What you are asked to do ->
Report every line in the material below that contains the word "Give". Case matters, so count only matches with the same capital and small letters.

Task material ->
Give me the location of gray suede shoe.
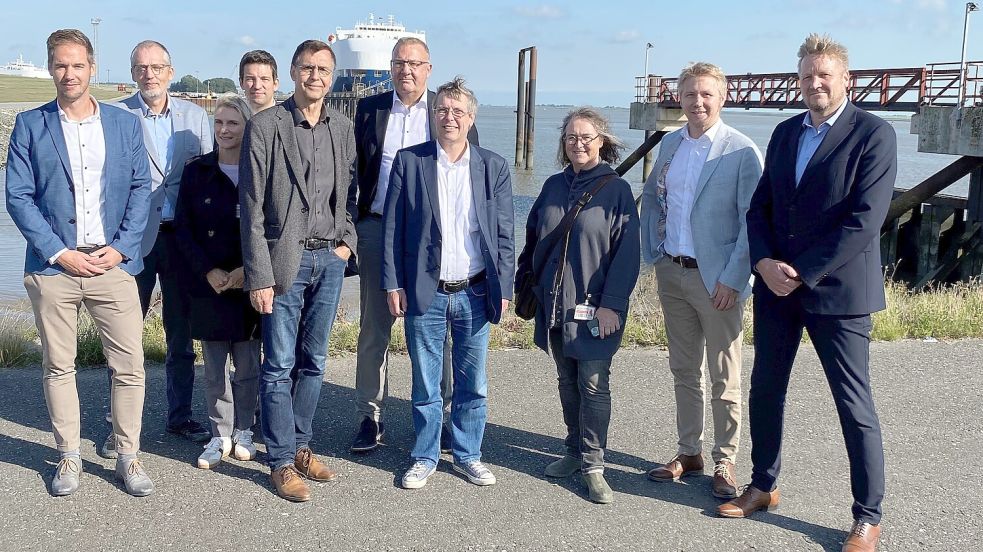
[584,472,614,504]
[116,458,154,496]
[51,456,82,496]
[543,454,580,477]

Result for this exercise ->
Give me the location of gray suede shoe.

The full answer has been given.